## Quoted passage
* * * * *
# My new photography page



## titanos (Dec 23, 2012)

Dear Members 

Here is my new Photography page on Facebook: https://www.facebook.com/MNMPV , you are welcome to like it and enjoy the pictures I post there.

Any comment on a photo will be taken seriously.



Regards


----------



## The_Traveler (Dec 23, 2012)

titanos,

typically people will not go somewhere else to look at pictures because this community thrives on pictures posted and critiqued  here for the education of all.

I encourage you to post one or two of the shots you like for critique.

Lew


----------



## gw2424 (Dec 23, 2012)

Flickr works well too.


----------



## Light Guru (Dec 23, 2012)

It's a Facebook page, and they all look the same. 

If you want an online place to showcase your photography then build yourself a proper website.

Personally I think that the main purpose for a Facebook photography page is to stroke ones own ego by getting "likes"
* * * * *
## Dataset records

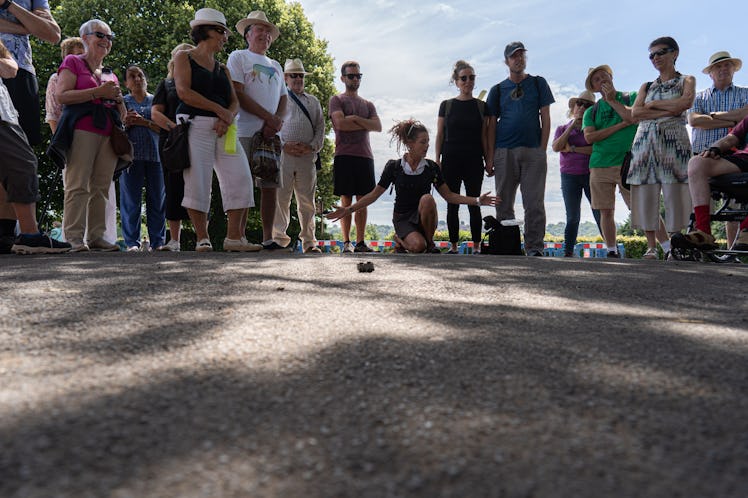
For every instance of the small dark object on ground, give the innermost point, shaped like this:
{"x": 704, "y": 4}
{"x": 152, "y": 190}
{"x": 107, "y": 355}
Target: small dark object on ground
{"x": 367, "y": 267}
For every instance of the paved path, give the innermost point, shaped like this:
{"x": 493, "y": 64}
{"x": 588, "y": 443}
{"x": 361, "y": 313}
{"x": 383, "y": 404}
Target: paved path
{"x": 136, "y": 375}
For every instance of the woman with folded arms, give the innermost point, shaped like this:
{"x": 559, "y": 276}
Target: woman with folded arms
{"x": 661, "y": 148}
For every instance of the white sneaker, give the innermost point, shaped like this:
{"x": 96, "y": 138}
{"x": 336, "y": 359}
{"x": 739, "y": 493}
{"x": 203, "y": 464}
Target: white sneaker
{"x": 240, "y": 245}
{"x": 172, "y": 246}
{"x": 204, "y": 245}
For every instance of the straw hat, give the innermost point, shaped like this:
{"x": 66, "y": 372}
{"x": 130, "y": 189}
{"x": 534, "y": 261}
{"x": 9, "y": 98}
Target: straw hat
{"x": 210, "y": 17}
{"x": 585, "y": 95}
{"x": 593, "y": 70}
{"x": 720, "y": 57}
{"x": 294, "y": 66}
{"x": 257, "y": 17}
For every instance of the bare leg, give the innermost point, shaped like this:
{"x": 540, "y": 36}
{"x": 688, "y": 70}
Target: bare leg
{"x": 200, "y": 222}
{"x": 175, "y": 229}
{"x": 428, "y": 215}
{"x": 360, "y": 219}
{"x": 608, "y": 226}
{"x": 267, "y": 211}
{"x": 345, "y": 221}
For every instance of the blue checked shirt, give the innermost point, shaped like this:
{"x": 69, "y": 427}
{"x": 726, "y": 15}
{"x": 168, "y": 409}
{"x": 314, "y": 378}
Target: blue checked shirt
{"x": 144, "y": 141}
{"x": 713, "y": 100}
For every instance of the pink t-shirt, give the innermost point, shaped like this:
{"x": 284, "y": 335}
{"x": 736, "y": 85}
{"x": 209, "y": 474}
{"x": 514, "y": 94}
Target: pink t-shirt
{"x": 84, "y": 80}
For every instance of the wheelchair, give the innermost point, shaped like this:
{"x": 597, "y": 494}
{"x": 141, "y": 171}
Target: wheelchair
{"x": 731, "y": 193}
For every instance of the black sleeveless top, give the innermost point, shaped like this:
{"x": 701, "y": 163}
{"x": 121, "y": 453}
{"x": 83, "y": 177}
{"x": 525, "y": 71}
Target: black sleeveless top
{"x": 213, "y": 85}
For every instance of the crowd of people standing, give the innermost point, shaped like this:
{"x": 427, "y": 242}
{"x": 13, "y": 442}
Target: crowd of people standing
{"x": 252, "y": 97}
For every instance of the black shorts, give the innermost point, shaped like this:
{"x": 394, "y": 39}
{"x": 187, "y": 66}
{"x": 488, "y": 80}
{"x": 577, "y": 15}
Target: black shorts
{"x": 739, "y": 160}
{"x": 18, "y": 165}
{"x": 353, "y": 175}
{"x": 24, "y": 92}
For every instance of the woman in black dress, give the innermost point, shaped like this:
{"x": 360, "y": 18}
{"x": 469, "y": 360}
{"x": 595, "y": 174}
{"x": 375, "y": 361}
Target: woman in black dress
{"x": 414, "y": 215}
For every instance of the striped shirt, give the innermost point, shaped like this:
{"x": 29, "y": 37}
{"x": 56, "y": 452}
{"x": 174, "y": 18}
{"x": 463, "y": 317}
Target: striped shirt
{"x": 713, "y": 100}
{"x": 144, "y": 140}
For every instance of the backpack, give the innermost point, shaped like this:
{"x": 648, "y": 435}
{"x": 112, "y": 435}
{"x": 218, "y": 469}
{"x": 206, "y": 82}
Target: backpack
{"x": 504, "y": 240}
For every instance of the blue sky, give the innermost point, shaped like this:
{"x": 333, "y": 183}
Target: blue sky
{"x": 407, "y": 50}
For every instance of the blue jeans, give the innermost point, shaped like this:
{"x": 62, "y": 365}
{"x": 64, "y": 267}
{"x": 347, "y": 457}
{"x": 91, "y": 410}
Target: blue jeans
{"x": 130, "y": 200}
{"x": 572, "y": 187}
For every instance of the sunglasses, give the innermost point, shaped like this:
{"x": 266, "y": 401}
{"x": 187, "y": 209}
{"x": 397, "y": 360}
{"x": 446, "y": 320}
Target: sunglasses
{"x": 517, "y": 93}
{"x": 660, "y": 52}
{"x": 101, "y": 35}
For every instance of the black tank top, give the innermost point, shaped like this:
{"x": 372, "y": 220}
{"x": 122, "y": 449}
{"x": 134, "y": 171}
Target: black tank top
{"x": 213, "y": 85}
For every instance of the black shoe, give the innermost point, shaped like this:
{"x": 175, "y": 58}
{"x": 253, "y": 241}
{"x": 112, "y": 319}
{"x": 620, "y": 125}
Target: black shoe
{"x": 6, "y": 243}
{"x": 362, "y": 247}
{"x": 272, "y": 246}
{"x": 38, "y": 243}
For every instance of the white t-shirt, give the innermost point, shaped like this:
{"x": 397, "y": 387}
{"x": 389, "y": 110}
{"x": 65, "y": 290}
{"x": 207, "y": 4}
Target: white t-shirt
{"x": 263, "y": 81}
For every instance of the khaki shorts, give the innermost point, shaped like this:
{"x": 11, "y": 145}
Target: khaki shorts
{"x": 603, "y": 183}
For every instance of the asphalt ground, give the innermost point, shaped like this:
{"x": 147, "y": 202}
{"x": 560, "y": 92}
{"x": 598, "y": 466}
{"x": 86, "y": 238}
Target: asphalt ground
{"x": 279, "y": 375}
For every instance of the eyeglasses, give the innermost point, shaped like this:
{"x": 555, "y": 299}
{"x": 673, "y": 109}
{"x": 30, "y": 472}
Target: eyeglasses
{"x": 101, "y": 35}
{"x": 660, "y": 52}
{"x": 517, "y": 93}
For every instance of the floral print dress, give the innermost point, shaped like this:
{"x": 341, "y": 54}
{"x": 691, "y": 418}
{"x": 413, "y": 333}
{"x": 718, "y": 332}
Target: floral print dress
{"x": 661, "y": 147}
* * * * *
## Problem
Answer from the thread about the new photography page:
1. What does The_Traveler encourage titanos to post?
2. Which site does gw2424 say works well too?
3. What does Light Guru suggest building to showcase photography online?

## Output of the exercise
1. One or two of the shots titanos likes, for critique.
2. Flickr.
3. A proper website.